RECORDS SUPPLIED:
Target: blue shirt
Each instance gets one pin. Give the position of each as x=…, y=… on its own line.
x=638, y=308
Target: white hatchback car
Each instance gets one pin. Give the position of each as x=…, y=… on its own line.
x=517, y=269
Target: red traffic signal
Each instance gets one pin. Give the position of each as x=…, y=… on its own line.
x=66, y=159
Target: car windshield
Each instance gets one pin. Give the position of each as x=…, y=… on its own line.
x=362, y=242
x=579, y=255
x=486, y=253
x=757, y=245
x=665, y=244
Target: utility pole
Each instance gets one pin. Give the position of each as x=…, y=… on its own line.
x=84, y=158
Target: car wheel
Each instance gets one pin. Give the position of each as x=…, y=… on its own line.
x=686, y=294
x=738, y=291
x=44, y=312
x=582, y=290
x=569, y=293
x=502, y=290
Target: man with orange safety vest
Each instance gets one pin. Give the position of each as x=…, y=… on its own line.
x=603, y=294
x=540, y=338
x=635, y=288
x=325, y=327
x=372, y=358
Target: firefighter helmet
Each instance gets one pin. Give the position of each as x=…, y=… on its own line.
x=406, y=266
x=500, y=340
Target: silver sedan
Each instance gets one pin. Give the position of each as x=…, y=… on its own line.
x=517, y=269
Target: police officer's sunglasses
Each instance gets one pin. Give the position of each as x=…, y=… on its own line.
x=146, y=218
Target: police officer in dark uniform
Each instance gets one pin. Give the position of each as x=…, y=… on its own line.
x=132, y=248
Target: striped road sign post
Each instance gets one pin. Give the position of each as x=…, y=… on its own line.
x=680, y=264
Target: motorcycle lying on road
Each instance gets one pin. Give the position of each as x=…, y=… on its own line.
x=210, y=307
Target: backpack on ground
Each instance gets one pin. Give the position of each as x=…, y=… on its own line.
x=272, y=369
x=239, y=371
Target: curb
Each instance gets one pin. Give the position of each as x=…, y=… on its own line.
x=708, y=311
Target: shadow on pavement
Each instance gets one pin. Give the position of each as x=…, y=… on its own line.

WHAT YOU WILL DO: Only the lines from the one with "Target: shadow on pavement" to the end of the entries above belong in your answer. Retype them exactly.

RESPONSE TO THE EXERCISE:
Target: shadow on pavement
Each instance gets one pin. Give the position of each as x=…, y=… on its own line.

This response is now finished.